### Page extract
>> Start
The Stanly News and Press (Albemarle, NC)

Opinion & Letters to the Editor

October 19, 2012

Remembering William Friday

Friday, October 19, 2012 — A few years ago, while watching Bill Friday speak at some event or another, I recall thinking that he was someone no longer of this time.

The thought had less to do with the man than with the current day.

Friday embraced a largely non-cynical intellectualism. In a time when politics and the world can be cynical and even anti-intellectual, more focused on what public institutions can't or shouldn't be than what they can, his words could seem out of place.

Maybe that's because Friday spent his three decades as president of the University of North Carolina system always doing.

Friday's death, at the age of 92, has been accompanied by many reflections on all that he did to build the 16-campus UNC system into what it is today.

It would be hard to argue that anyone, not even one of his predecessors, Frank Porter Graham, had a bigger influence on the creation of one of the better public university systems in the United States.

Focusing solely on the UNC system may miss the bigger mark that he left on the state of North Carolina.

Friday played a key role in the creation and development of the Research Triangle Park.

He was also a member of the Carnegie Commission on Higher Education, whose work in the late1960s and early 1970s led to the formation of the Pell Grant program, giving more people than ever before an opportunity for a college education.
>> End
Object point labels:
>> Start
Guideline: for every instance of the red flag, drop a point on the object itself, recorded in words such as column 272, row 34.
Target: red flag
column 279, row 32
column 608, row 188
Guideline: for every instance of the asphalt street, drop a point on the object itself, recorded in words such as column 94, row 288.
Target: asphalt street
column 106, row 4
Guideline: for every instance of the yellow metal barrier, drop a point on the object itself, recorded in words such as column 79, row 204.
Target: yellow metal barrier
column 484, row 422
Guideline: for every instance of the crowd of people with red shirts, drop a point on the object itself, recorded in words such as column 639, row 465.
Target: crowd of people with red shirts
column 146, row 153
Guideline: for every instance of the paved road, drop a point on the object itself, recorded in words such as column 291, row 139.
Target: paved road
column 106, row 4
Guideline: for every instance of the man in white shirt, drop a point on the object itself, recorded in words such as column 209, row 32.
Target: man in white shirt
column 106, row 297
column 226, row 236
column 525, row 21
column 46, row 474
>> End
### Written request 1
List every organization, institution, or program named in the body of the William Friday remembrance, after the headline.
### Written request 2
In the William Friday remembrance, how old was Friday when he died?
### Written request 3
Set down the William Friday remembrance word for word, everything from "The thought had" down to "system always doing.".

### Finished answer 1
University of North Carolina system (UNC system)
Research Triangle Park
Carnegie Commission on Higher Education
Pell Grant program

### Finished answer 2
He was 92.

### Finished answer 3
The thought had less to do with the man than with the current day.

Friday embraced a largely non-cynical intellectualism. In a time when politics and the world can be cynical and even anti-intellectual, more focused on what public institutions can't or shouldn't be than what they can, his words could seem out of place.

Maybe that's because Friday spent his three decades as president of the University of North Carolina system always doing.